The task:
Where a line holds the word "window", copy that line from the data below.

Record excerpts:
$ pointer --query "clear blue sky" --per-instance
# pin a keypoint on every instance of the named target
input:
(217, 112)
--
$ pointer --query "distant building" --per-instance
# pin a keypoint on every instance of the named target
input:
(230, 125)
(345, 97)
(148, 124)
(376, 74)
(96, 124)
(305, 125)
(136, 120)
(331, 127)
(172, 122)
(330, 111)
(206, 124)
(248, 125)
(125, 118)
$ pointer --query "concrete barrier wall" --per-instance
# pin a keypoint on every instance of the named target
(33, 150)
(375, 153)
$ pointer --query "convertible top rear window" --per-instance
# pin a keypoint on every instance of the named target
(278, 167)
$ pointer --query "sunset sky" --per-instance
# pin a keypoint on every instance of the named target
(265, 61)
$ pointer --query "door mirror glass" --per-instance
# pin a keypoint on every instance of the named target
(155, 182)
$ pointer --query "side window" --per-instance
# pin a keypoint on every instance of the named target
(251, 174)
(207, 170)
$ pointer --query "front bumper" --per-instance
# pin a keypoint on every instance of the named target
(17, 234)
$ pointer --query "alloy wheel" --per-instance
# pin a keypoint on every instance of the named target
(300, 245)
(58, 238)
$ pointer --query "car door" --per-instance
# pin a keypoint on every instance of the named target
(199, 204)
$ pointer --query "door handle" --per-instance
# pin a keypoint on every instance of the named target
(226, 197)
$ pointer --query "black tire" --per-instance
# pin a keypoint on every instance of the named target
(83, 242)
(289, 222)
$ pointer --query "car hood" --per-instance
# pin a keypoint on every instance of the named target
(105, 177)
==
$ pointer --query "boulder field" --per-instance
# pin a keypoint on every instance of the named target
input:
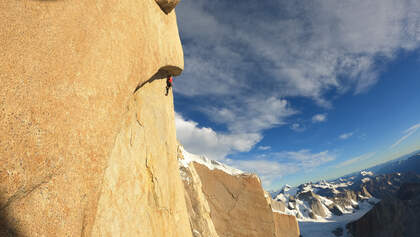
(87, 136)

Output below:
$ pointer --query "convertible top rear window" --per-instance
$ pointer --query "side window" --per-instance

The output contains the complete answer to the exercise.